What is expected: Could you copy out all of the records below exactly, leaving out every picture?

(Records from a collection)
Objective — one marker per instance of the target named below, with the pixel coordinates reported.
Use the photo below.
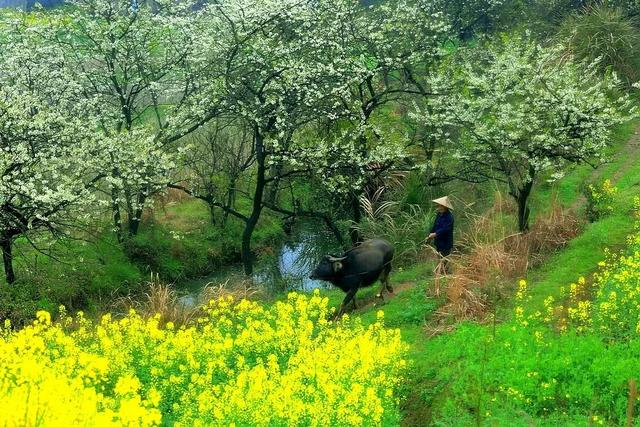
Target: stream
(287, 269)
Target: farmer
(442, 230)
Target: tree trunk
(7, 258)
(355, 235)
(336, 231)
(136, 218)
(252, 221)
(212, 212)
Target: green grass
(428, 399)
(582, 254)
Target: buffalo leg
(384, 278)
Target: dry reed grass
(492, 256)
(162, 299)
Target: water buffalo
(357, 268)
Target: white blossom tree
(144, 62)
(517, 111)
(286, 67)
(49, 165)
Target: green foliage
(405, 229)
(599, 199)
(602, 33)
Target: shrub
(239, 364)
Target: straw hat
(444, 201)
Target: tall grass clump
(239, 363)
(405, 227)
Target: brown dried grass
(492, 256)
(162, 299)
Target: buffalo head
(327, 268)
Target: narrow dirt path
(369, 302)
(629, 152)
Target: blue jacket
(443, 227)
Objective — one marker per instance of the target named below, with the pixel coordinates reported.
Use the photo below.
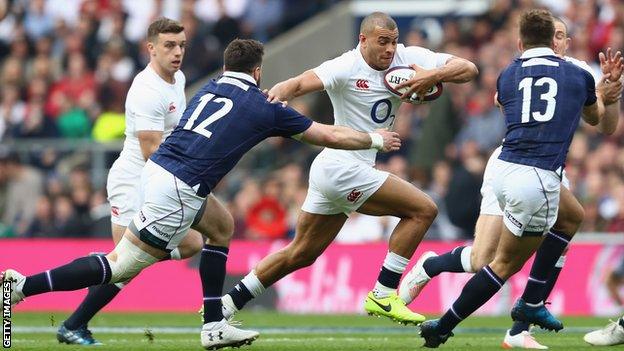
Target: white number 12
(203, 101)
(525, 85)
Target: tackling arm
(339, 137)
(456, 70)
(291, 88)
(149, 140)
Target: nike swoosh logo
(386, 308)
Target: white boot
(216, 335)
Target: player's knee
(299, 257)
(478, 259)
(426, 212)
(570, 221)
(128, 261)
(505, 268)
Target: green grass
(285, 332)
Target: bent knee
(480, 259)
(426, 212)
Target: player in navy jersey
(553, 251)
(542, 97)
(222, 122)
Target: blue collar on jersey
(242, 76)
(537, 52)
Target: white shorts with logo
(168, 210)
(123, 187)
(528, 197)
(339, 186)
(489, 202)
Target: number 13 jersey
(542, 97)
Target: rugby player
(342, 182)
(542, 97)
(473, 258)
(223, 121)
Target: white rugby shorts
(168, 210)
(122, 185)
(528, 197)
(339, 186)
(489, 202)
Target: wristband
(376, 141)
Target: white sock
(253, 284)
(465, 258)
(560, 262)
(394, 263)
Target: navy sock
(545, 259)
(550, 283)
(518, 327)
(98, 297)
(80, 273)
(240, 295)
(212, 273)
(389, 278)
(477, 291)
(448, 262)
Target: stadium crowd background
(66, 65)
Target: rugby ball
(399, 74)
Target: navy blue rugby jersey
(542, 97)
(223, 121)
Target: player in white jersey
(487, 231)
(154, 105)
(345, 181)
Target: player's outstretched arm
(302, 84)
(456, 70)
(610, 93)
(339, 137)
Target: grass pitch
(167, 331)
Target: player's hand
(610, 63)
(274, 95)
(420, 83)
(610, 91)
(392, 142)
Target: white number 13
(203, 101)
(525, 85)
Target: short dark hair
(377, 19)
(537, 28)
(243, 55)
(163, 25)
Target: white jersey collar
(241, 75)
(537, 52)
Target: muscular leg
(550, 257)
(511, 254)
(314, 232)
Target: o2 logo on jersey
(381, 111)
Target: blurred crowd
(67, 66)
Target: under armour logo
(218, 336)
(354, 195)
(361, 84)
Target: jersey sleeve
(425, 58)
(289, 122)
(335, 72)
(148, 110)
(591, 89)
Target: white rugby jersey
(585, 66)
(358, 94)
(151, 104)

Response:
Objective — one marker per instance of the target named below, with the pixel coordinates reported.
Use the photo below.
Target: stream
(287, 269)
Target: farmer
(442, 230)
Target: tree trunk
(7, 258)
(355, 235)
(336, 231)
(136, 218)
(252, 221)
(212, 212)
Target: green grass
(428, 399)
(582, 254)
Target: buffalo leg
(384, 278)
Target: dry reed grass
(492, 256)
(162, 299)
Target: water buffalo
(357, 268)
Target: white blossom tree
(144, 62)
(517, 111)
(286, 67)
(49, 165)
Target: green foliage
(405, 229)
(599, 199)
(602, 33)
Target: shrub
(239, 364)
Target: straw hat
(444, 201)
Target: tall grass clump
(239, 363)
(405, 227)
Target: brown dried grass
(492, 256)
(162, 299)
Target: buffalo head
(327, 268)
Target: narrow dirt path
(369, 302)
(629, 152)
Target: blue jacket
(443, 227)
Objective — one marker per instance of the target named below, with the pixel coordinates reported.
Use the photo below.
Target: white number 12
(203, 101)
(525, 85)
Target: tackling arm
(339, 137)
(456, 70)
(291, 88)
(149, 140)
Target: nike swoosh logo
(386, 308)
Target: white boot
(216, 335)
Target: player's knee
(299, 257)
(478, 259)
(426, 212)
(570, 221)
(128, 261)
(505, 268)
Target: green grass
(285, 332)
Target: bent knee
(480, 259)
(426, 212)
Target: player in navy jersey
(553, 251)
(542, 97)
(222, 122)
Target: blue collar on jersey
(242, 76)
(537, 52)
Target: white shorts with logo
(168, 210)
(123, 187)
(528, 197)
(339, 186)
(489, 202)
Target: number 13 jersey
(542, 97)
Target: rugby player
(342, 182)
(542, 97)
(473, 258)
(223, 121)
Target: white rugby shorts
(168, 210)
(122, 185)
(528, 197)
(339, 186)
(489, 202)
Target: wristband
(376, 141)
Target: white sock
(253, 284)
(465, 258)
(560, 262)
(394, 263)
Target: navy sock
(545, 259)
(550, 283)
(518, 327)
(98, 297)
(80, 273)
(240, 295)
(212, 273)
(389, 278)
(477, 291)
(448, 262)
Target: stadium crowd background
(66, 65)
Target: rugby ball
(399, 74)
Target: navy blue rugby jersey
(542, 97)
(223, 121)
Target: player in white jersey
(487, 231)
(154, 105)
(345, 181)
Target: player's outstretched arm
(302, 84)
(456, 70)
(610, 93)
(339, 137)
Target: grass pitch
(167, 331)
Target: player's hand
(610, 63)
(274, 95)
(420, 83)
(610, 91)
(392, 142)
Target: white number 13
(203, 101)
(525, 85)
Target: short dark hair
(377, 19)
(537, 28)
(243, 55)
(163, 25)
Target: white jersey collar
(241, 75)
(537, 52)
Target: muscular leg
(550, 257)
(511, 254)
(314, 232)
Target: o2 logo on jersey
(381, 111)
Target: blurred crowd
(67, 66)
Target: under armour logo
(218, 336)
(354, 195)
(361, 84)
Target: jersey sleeve
(425, 58)
(289, 122)
(335, 72)
(148, 110)
(591, 89)
Target: white rugby jersey
(585, 66)
(358, 94)
(151, 104)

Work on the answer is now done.